● **TASK ITEM**: Summarize the text about abortion pills along the Texas–Mexico border in two sentences.

● **TEXT**:
·····

Melissa Arjona, a reproductive justice activist who lives in the Rio Grande Valley, shares the WHO protocols with small groups in her community and, like me, learned the protocols from Laura last year.
“It’s a good thing, being next to Mexico, because you hear about people ordering pills in the mail and you don’t know if it’s real or not,” she said. “Here, it’s really easy access, it’s something that allows people to take it into their own hands.”
The complicated reality is that for some people, using misoprostol to induce abortion outside of a clinical setting is a safe, affordable, and accessible alternative to traveling what can sometimes be hundreds of miles to the nearest abortion provider, where even a medication abortion prescription can run into the several hundreds of dollars. This isn’t true everywhere; pills purchased online or on the black market from distributors who may not know (or care) whether they’re selling the real thing can be ineffective at best and dangerous, even potentially fatal, at worst.
But pharmacies on the Mexican side of the southern U.S. border sell the real thing—packaged by the manufacturers—for a fraction of the price of a clinical abortion.
Those Mexican pharmacies have often been demonized in the press when it comes to the subject of abortion—one report claimed that Texans would be “lured” across the border to purchase abortion pills, as if a nefarious, moustachioed villain lay in wait across the Rio Grande. (When I crossed, the only thing that really came close to “luring” me in was the cheap beer.)
In Texas, many abortion providers have stopped prescribing medication abortion—a combination of mifepristone and misoprostol—because the new law requires the drug combination be administered according to 13-year-old FDA guidelines that are limited by a smaller gestational-use window, and less effective than newer, evidence-based regimens.
This essentially leaves Texans seeking legal abortion with one option: surgical procedures. And looking at that $40 box of miso in Nuevo Progreso, I could easily see why someone who couldn’t pay for a $400 surgical procedure at the Valley’s last remaining abortion provider, or an overnight trip to San Antonio to the next-closest legal clinic—assuming they could pass through one of the interior border patrol checkpoints that dot South Texas highways—might opt for these pills, especially as more people in the region learn about them.

·····

● **RECORD SET**:

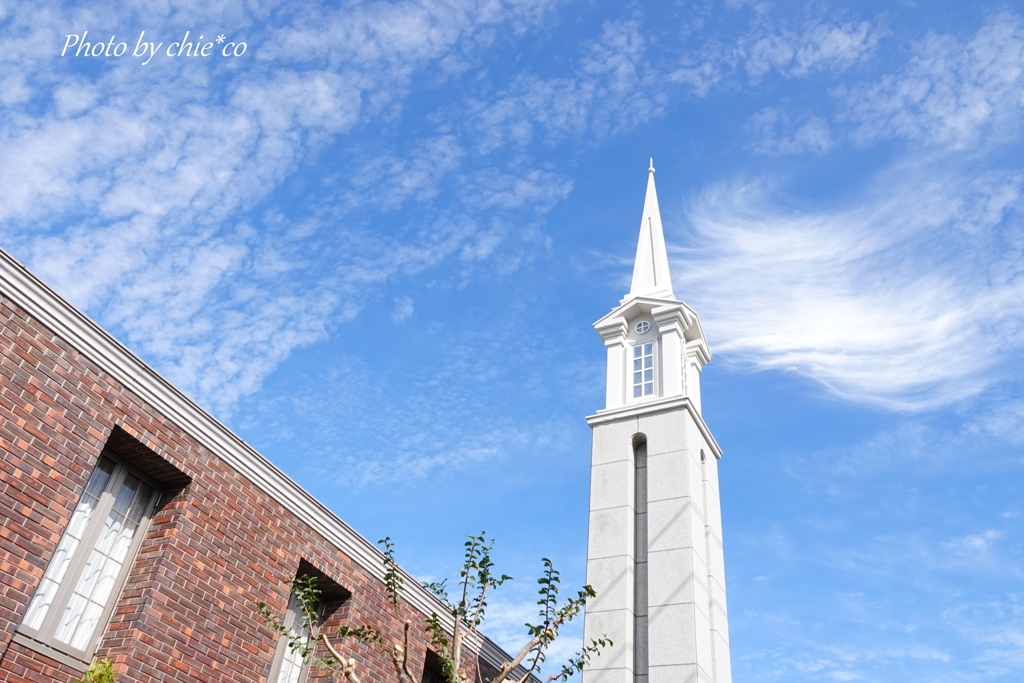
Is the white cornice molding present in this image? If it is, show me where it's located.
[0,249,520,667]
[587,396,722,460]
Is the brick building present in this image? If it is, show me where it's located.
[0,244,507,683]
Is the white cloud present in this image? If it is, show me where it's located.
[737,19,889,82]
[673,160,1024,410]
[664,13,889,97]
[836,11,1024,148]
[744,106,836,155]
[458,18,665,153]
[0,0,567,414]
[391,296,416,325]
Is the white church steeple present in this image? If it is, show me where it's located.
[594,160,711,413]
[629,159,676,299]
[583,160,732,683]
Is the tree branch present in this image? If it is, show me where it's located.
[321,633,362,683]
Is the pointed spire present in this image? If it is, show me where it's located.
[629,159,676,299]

·····

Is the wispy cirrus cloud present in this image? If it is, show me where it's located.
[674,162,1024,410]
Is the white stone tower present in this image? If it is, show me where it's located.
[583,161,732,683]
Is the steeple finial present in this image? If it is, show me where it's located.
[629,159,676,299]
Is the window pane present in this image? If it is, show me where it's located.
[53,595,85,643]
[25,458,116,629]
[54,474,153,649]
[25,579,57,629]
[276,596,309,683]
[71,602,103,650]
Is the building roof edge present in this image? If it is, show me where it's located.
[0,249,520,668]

·····

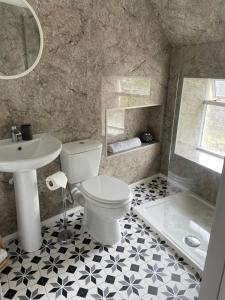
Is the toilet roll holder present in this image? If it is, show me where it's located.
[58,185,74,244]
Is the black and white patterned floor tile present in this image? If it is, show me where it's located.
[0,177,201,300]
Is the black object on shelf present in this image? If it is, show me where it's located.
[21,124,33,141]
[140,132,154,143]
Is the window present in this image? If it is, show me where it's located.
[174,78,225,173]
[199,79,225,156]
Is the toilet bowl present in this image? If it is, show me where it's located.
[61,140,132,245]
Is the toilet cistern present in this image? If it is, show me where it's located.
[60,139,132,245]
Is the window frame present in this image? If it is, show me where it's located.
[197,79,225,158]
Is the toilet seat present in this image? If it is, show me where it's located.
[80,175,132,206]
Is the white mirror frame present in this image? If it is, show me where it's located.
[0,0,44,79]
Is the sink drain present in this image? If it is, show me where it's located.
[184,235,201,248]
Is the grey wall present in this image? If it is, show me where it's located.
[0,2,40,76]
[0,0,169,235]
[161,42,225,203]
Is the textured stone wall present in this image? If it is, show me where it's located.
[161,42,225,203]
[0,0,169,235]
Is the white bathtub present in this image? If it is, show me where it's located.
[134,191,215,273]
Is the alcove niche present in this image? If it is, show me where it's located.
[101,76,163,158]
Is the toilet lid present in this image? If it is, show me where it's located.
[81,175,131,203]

·····

● **THE ANSWER**: Pharmacies on the Mexican side of the southern U.S. border sell genuine, manufacturer-packaged misoprostol for a fraction of the price of a clinical abortion, which makes using it outside a clinical setting a safe, affordable option for some people, unlike pills bought online or on the black market, which can be ineffective or dangerous. Because a new Texas law requires medication abortion to follow 13-year-old FDA guidelines, many providers have stopped prescribing it, essentially leaving surgery as the only legal option, so people who cannot pay for a $400 procedure or a trip to San Antonio might choose the $40 pills instead.